• TEXTAUSZUG:

··········

Industrienationen dürfen FCKW seit 1995 nicht mehr verwenden, seit 2010 gilt ein internationales Produktionsverbot für alle Länder.

Die messbaren Folgen in der Atmosphäre gaben Wissenschaftlern Anlass zur Hoffnung: In dem alle vier Jahre veröffentlichten Bericht der Weltorganisation für Meteorologie (WMO) ging man 2014 davon aus, dass sich das Ozonloch bis zum Jahr 2050 weitgehend schließen könnte.

Neue Messergebnisse für den im September 2018 folgenden WMO-Bericht stellen jedoch alles in Frage.

"Denn seit 2012 geht der Chlorgehalt in der Atmosphäre nur noch um die Hälfte zurück im Vergleich zu den Vorjahren", erklärt Professor Martin Dameris, Klima- und Atmosphärenforscher am Deutschen Zentrum für Luft- und Raumfahrt in Weßling.

"Das hat nichts mit alten Kühlschränken zu tun"

Als er dies von seinen amerikanischen Kollegen erfahren habe, sei er erschrocken, geschockt und total verärgert gewesen, sagt Dameris. Denn: Irgendwo auf der Welt wird FCKW offenbar wieder in großen Mengen produziert und freigesetzt. Modellrechnungen weisen auf die Region Ostasien hin.

··········

• BEREITGESTELLTES MATERIAL:
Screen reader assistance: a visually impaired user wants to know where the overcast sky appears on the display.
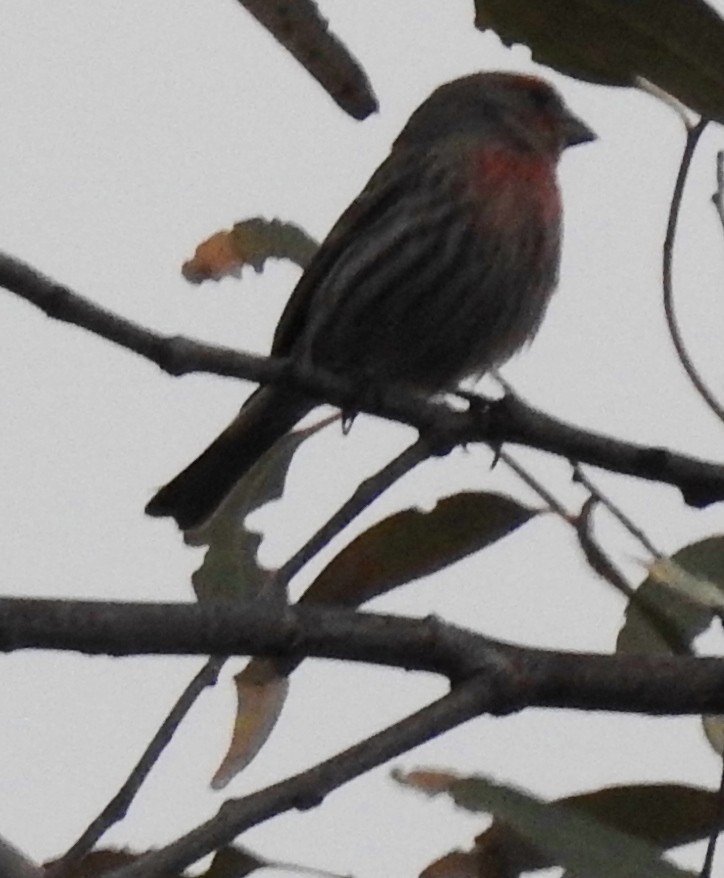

··········

Prüfen Sie, ob die Aussagen (a), (b) und (c) mit dem Textauszug über FCKW und das Ozonloch übereinstimmen. Antworten Sie jeweils mit Ja oder Nein und zitieren Sie die entscheidenden Worte des Textes wörtlich.
(a) Seit 2010 ist die Produktion von FCKW in allen Ländern verboten.
(b) Die Weltorganisation für Meteorologie veröffentlicht ihren Bericht jedes Jahr.
(c) Modellrechnungen deuten darauf hin, dass FCKW in Südamerika freigesetzt wird.

• LÖSUNG:
(a) Ja: „seit 2010 gilt ein internationales Produktionsverbot für alle Länder“
(b) Nein: „In dem alle vier Jahre veröffentlichten Bericht der Weltorganisation für Meteorologie (WMO)“
(c) Nein: „Modellrechnungen weisen auf die Region Ostasien hin.“